_What the task asks_
Output only the lines of the entries that follow, starting at the one with "Target: smiling mouth" and running down to the one with "Target: nose", both included and unchanged.

Point-per-instance localization data
◇ ◇ ◇ ◇

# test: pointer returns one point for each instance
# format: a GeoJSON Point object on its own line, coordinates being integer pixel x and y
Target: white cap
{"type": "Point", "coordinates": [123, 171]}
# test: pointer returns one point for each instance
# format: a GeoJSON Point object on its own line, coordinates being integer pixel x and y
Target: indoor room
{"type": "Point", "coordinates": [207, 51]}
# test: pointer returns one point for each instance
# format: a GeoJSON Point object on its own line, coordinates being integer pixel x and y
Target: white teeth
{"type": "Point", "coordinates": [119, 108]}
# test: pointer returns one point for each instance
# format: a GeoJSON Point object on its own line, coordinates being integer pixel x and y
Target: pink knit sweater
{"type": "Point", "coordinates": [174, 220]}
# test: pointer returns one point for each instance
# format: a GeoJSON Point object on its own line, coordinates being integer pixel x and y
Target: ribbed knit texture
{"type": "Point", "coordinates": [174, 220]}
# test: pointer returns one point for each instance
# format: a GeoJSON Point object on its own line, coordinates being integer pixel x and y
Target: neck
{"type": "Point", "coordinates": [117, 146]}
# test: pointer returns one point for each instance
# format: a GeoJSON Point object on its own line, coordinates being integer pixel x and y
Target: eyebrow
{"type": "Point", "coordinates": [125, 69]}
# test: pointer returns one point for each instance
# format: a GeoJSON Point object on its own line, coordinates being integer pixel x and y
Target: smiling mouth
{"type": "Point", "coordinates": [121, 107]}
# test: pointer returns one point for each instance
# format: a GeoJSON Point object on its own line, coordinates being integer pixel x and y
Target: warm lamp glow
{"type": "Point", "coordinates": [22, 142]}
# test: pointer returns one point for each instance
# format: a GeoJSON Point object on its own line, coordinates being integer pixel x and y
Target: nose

◇ ◇ ◇ ◇

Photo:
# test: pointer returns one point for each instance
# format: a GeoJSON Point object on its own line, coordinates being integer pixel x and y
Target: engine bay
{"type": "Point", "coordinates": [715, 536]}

◇ ◇ ◇ ◇

_Problem solution_
Target: smiling mouth
{"type": "Point", "coordinates": [121, 107]}
# test: pointer returns one point for each instance
# format: a GeoJSON Point object on its own line, coordinates being integer pixel x and y
Target: warm lamp glow
{"type": "Point", "coordinates": [22, 142]}
# test: pointer returns one point for each instance
# format: a GeoJSON Point object on its own line, coordinates being integer pixel x and y
Target: nose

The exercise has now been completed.